==== EXCERPTED TEXT ====

Three of the people with COVID-19 in Maine are hospitalized while the rest are isolating at home

Shah said it is important that Mainers “manage expectations about what the future may hold” as the number of confirmed cases mounts.

“We will likely find additional counties where there is evidence of community transmission,” Shah said. “This is understandably concerning … and I understand that concern. My ask is that you take positive steps, as you can, to take control over the situation in your own lives, in your own households, with your own families. Panic is a paralytic. It can prevent you from doing the things that you need to do in order to be prepared.”

Those steps include: washing hands frequently for at least 20 seconds, maintaining a healthy diet and sleep regimen, practicing “social distancing” by avoiding gatherings and maintaining a 6-foot buffer between others, and ensuring family members have an adequate supply of prescription medications in the event of a quarantine.

One of the new cases is the child under age 10 from Androscoggin County. Shah declined to provide additional details about the second minor to test positive in Maine since this past weekend because of ongoing investigations and privacy concerns, but he said the child does not appear to have been in day care. Shah said his office is still looking into whether the child contracted the virus from a close personal contact.

He noted that while infections in young children are concerning, data from other countries that have been grappling with coronavirus for longer suggest that children typically experience less intense symptoms and illness from the virus than the elderly.

Hospitals across Maine are preparing for a surge in individuals seeking testing for COVID-19, as well as for hospitalizations due to the illness. Around the world and the U.S., 10 to 20 percent of cases have resulted in hospitalization and Shah said Maine’s early numbers – with three hospitalizations among 32 – are in line with that.

To date, Gov. Janet Mills has only issued recommendations to schools and businesses rather than the mandated closures that the governor would be empowered to order under the civil state of emergency declared Sunday. Both Shah and Mills said they have been pleased with the response to those recommendations to date.

However, some state government operations are scaling back as the virus spreads.

For instance, all Bureau of Motor Vehicles offices statewide closed Tuesday “until further notice.” Secretary of State Matt Dunlap said he would work with state lawmakers to extend any vehicle registrations, driver’s licenses or other BMV-issued items that expire during the state of emergency.

State Treasurer Henry Beck also announced Tuesday that employees in the Office of the State Treasurer would begin working remotely. Staff will continue to process “essential services” such as cash management and revenue sharing payments to municipalities, but unclaimed property and property tax relief programs will function “at a limited capacity.”

==== INPUT DATA ====

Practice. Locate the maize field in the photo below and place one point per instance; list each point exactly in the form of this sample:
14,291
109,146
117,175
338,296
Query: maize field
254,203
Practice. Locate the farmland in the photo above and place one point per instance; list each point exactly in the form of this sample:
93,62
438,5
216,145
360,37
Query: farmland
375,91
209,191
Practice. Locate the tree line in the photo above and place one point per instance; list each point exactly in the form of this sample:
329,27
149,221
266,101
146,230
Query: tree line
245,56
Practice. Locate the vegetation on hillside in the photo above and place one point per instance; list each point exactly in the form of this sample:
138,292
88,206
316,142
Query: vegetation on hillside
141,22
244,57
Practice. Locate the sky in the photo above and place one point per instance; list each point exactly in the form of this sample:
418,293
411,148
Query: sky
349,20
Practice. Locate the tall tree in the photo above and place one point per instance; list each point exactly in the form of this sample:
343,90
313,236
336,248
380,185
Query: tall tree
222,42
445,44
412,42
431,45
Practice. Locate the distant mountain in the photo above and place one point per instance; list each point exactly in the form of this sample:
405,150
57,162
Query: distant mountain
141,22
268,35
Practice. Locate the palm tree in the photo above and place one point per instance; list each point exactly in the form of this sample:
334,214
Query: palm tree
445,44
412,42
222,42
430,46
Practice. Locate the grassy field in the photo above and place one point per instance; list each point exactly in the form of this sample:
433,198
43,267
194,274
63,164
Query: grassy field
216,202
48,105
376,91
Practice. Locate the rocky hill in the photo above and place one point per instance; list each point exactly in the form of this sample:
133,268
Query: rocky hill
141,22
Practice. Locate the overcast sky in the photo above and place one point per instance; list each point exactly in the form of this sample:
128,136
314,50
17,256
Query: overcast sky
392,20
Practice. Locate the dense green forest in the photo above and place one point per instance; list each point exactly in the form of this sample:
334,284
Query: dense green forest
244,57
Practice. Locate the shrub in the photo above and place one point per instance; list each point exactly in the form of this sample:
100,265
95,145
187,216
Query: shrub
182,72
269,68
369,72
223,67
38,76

====
==== INPUT DATA ====

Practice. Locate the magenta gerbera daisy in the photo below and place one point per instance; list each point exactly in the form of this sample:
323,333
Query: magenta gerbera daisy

====

◆ WORK INSTRUCTIONS ◆
[1] How would you say this sentence from the Maine COVID-19 article in Spanish: "However, some state government operations are scaling back as the virus spreads."?
[2] Can you retype the Maine COVID-19 article between "Three of the" and "confirmed cases mounts.", inclusive?

◆ ANSWERS TO THE EXERCISE ◆
[1] Sin embargo, algunas operaciones del gobierno estatal se están reduciendo a medida que se propaga el virus.

[2]
Three of the people with COVID-19 in Maine are hospitalized while the rest are isolating at home

Shah said it is important that Mainers “manage expectations about what the future may hold” as the number of confirmed cases mounts.